_Challenge A_.
Count the lines in the entries below that contain the string "silver", with case significant, and reply with the number alone.

_Text_.
— BEGIN —

Friday, January 13, 2012

{La Book Review - A Practical Wedding}

As a wedding planner, I read a whole lot of wedding books.  I also don't like most of them.  When I find one that I LOVE, of course I have to share with you.  Here's my thoughts on why you should read  A Practical Wedding: Creative Ideas for Planning aBeautiful, Affordable, and Meaningful Celebration by Meg Keene, if you haven't already.  

Meg Keene is a refreshingly reasonable, calm voice in the increasingly unreasonable, frenzied genre of Wedding Planning media.  A Practical Wedding is an honest, thoughtful, and thought-provoking guide for traversing the journey of planning a wedding that is sensible yet fun.  Keene’s voice resonates throughout the book – she comes across as that wise, sincere friend that you turn to when you need to be talked off of a ledge. 

As any good wedding book does, A Practical Wedding covers the standard items and etiquette that make up a wedding celebration – budget, vendor selection, ceremony considerations, and organization.  However, there are several key features that set A Practical Wedding apart from the countless tomes heaped upon women as soon as someone ‘puts a ring on it’ and catapult it into the elite category of great wedding books.

— END —

_Challenge B_.
According to the book review, which standard parts of a wedding celebration does A Practical Wedding cover?

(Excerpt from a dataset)
— BEGIN —

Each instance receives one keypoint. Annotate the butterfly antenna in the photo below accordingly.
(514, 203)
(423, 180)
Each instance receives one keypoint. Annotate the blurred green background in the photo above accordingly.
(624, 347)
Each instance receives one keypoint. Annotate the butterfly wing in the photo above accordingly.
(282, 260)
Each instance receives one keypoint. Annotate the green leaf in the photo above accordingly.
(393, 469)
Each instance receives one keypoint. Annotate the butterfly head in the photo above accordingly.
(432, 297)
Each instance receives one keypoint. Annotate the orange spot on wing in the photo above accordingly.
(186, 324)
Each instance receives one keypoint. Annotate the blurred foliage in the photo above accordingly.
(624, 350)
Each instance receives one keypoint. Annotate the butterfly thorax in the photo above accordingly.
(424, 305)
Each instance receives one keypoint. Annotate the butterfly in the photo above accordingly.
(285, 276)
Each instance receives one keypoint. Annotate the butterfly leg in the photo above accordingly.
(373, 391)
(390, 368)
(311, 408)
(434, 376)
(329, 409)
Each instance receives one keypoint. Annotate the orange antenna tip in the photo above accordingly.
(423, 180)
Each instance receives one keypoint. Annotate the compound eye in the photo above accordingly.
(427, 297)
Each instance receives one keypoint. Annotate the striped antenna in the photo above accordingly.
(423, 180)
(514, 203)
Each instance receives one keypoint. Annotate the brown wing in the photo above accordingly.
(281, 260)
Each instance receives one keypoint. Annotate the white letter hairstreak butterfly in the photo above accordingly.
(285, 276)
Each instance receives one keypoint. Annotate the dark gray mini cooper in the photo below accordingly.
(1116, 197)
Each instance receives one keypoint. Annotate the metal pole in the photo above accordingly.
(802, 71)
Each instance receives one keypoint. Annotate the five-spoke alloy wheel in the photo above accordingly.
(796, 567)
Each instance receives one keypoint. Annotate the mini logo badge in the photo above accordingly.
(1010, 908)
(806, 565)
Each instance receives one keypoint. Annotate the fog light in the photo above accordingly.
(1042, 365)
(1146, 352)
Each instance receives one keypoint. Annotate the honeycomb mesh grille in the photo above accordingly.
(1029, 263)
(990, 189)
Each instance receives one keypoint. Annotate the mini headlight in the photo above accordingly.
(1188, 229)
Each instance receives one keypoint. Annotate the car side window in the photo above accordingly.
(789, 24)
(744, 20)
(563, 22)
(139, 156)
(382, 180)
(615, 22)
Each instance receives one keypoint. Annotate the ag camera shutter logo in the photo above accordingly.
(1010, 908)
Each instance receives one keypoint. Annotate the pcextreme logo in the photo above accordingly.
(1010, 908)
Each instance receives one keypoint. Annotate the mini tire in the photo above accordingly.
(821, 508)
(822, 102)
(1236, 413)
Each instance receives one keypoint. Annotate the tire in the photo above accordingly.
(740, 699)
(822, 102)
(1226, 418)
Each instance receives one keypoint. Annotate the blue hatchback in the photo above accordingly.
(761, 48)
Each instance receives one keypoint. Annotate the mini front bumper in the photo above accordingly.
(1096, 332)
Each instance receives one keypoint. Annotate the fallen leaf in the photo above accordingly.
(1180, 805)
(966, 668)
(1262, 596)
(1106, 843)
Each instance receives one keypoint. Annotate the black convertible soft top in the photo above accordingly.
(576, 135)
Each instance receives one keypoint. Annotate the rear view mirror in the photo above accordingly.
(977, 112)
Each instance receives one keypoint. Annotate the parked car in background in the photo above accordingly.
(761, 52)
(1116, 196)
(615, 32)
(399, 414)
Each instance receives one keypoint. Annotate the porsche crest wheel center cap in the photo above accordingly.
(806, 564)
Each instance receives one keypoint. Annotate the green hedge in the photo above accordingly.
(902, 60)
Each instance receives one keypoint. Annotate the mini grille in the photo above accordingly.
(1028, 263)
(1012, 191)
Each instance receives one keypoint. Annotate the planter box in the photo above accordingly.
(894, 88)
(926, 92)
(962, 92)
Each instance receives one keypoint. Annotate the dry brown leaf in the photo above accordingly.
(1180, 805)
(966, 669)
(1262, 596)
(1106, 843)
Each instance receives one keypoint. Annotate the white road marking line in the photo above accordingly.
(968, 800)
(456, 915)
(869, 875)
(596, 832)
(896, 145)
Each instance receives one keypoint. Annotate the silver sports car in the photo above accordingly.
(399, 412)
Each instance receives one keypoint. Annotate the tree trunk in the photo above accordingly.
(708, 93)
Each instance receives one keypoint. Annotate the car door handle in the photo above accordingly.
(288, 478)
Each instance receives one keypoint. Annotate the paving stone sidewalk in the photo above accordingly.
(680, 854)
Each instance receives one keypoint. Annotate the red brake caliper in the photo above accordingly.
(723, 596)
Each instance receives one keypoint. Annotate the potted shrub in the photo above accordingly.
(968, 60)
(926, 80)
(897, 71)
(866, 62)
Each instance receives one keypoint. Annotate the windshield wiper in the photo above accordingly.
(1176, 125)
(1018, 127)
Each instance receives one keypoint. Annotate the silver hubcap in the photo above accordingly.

— END —

_Exercise output A_.
2

_Exercise output B_.
Budget, vendor selection, ceremony considerations, and organization.